§ **Extract to read**
*****
Neuromorphic systems and evolutionary AI

In the field of artificial intelligence, the idea of evolution is a critical one. The very concept of an AI algorithm is one that can grow, change, adapt, and in essence evolve to fit its design requirements. AI research has progressed to such a point that an AI can be trained to achieve a level of performance far surpassing what a human could attain under specific conditions, such as a smart robotics station, offering never before seen precision and speed in smart factories.

However, this high degree of speed and precision does introduce some downsides as well. Training AI to work well in a specific location and task requires a vast amount of data from that location. What’s more, if conditions change, the algorithm may suffer reduced accuracy or cease to function altogether. Evolutionary research and neuromorphic systems is a promising approach for helping AI evolve in a more natural way, through both software and hardware, allowing it to tackle a wider range of conditions without loss of performance.

Creating a robust solution is one of the most important aspects of designing an AI system, especially for industrial applications. AI algorithms are trained to accommodate a wide expected range of conditions based on their expected operation environment, but when incoming data falls outside of the range of training data or becomes too noisy, the system will more than likely fail. Unlike AI, humans can continue to perform tasks even under widely varying conditions, so the goal is to design AI to be more human-like. This is exactly what neuromorphic systems propose to do by seeking to emulate not just the neuron structure of the brain, but the function of the synapses as well through memristors. Synapsis and memristors have the property of changing resistance based on how much current has flowed through them in the past, essentially creating a memory of past values. Thanks to this memory-like functionality the AI decision-making process becomes more robust and less susceptible to failing from less-than-ideal input data.

Going hand in hand with neuromorphic systems is evolutionary research that fundamentally is similar to reinforcement learning but does have some key differences. Reinforcement learning is a common way for AI to be trained by governing a system with a reward function that reinforces correct behaviors and punishes poor ones. This allows the software essentially on its own to evolve a solution that fits the requirements. Where an evolutionary system differs is in the scope of what the reward function manages. Called genetic code, its scope goes far beyond training just software, instead it governs everything from robot design to software to control chip layout. While in a factory the options for robot design are limited, the ability to train robotics control hardware through programmable FPGAs along with the software presents a unique path to improving AI robustness when combined with neuromorphic systems.
*****
§ **Apply what you read**
A: In the passage on neuromorphic systems, what do these systems use to emulate the function of synapses?
B: List everything that the passage on neuromorphic systems says genetic code governs.
C: Carry the passage on neuromorphic systems forward from its final sentence.

§ **Data section**
*****
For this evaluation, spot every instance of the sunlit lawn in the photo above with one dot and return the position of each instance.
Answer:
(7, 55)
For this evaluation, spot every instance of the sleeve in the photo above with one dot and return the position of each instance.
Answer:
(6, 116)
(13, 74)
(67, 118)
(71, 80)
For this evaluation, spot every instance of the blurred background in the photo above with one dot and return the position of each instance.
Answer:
*****
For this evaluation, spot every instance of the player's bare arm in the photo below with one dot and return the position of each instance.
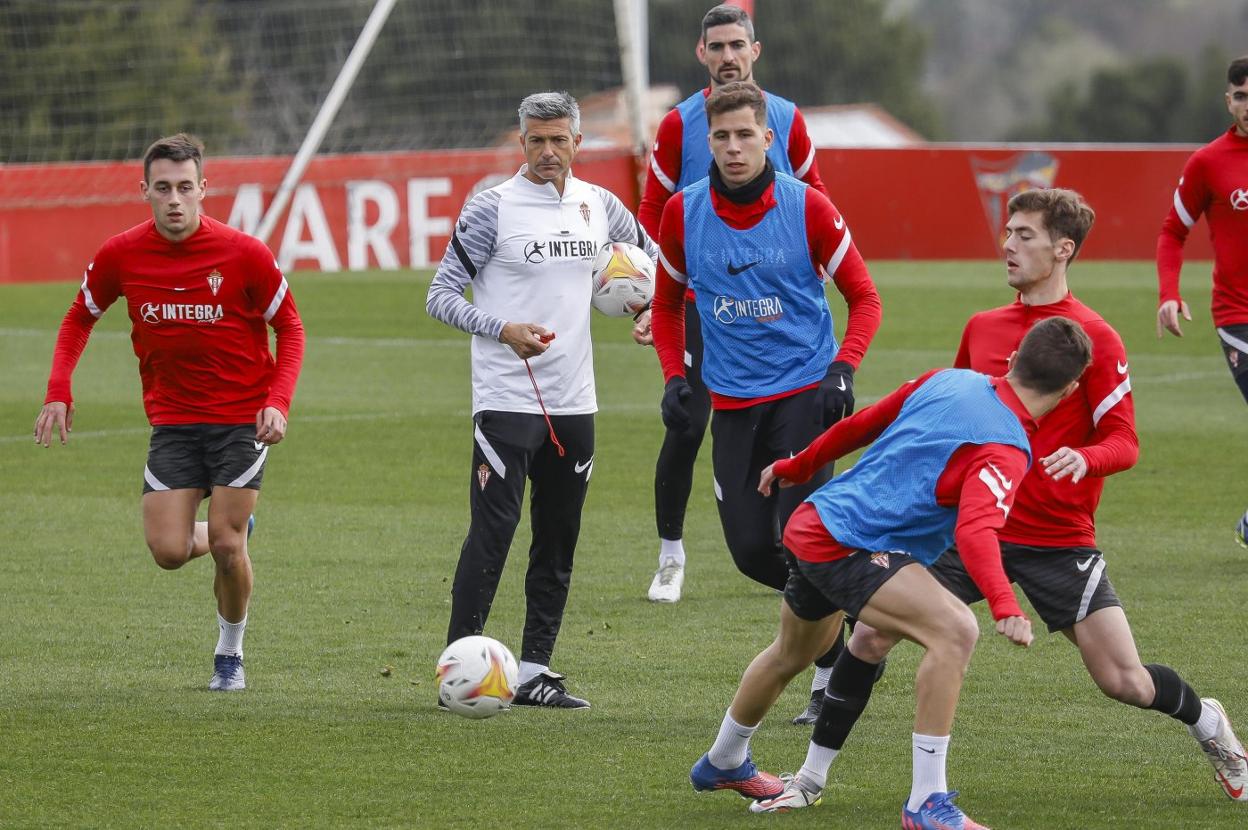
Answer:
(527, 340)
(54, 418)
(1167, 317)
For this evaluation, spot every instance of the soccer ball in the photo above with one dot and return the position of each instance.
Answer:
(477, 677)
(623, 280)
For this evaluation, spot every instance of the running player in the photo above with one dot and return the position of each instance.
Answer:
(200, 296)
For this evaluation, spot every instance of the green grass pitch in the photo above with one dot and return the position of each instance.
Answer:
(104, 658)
*****
§ **Answers to each task**
A: Memristors.

B: Robot design, software, and control chip layout.

C:
Allowing the hardware to be trained alongside the software under these new principles paves the way for an entirely new level of adaptability and robustness in AI. Compared to a traditional machine learning training schema, a neuromorphic system does not need to be trained with only “correct” data. Rather its training process can include non-ideal and highly variable data or even outright failure states. Although it might seem counter-productive to include undesirable outcomes in the training process, this approach allows the system to learn and evolve so it can function accurately even when contending with poor quality data or faulty hardware. More than accounting for failures, a neuromorphic system might also help mitigate the heavy reliance AI has on deployment-specific training data. Rather than resilience against poor quality data, the system would be accounting for environmental differences between the training location and the final deployment site.

The quest for truly human-like AI and robotics still has a long way to go but evolutionary design and neuromorphic systems combining to allow hardware and software to truly evolve side-by-side bring us a step closer to true natural evolution. While this technology still requires substantial development before it is economically viable to replace existing AI implementations in phones and factories, it may see its first applications in the cold reaches of space. The extreme conditions found even in low earth orbit make it difficult for existing AI systems to function accurately, something of paramount importance when operating a million miles from earth. In years to come, neuromorphic systems may become the living mind of the next generation of satellites and deep space exploration crafts pushing the boundary of human understanding.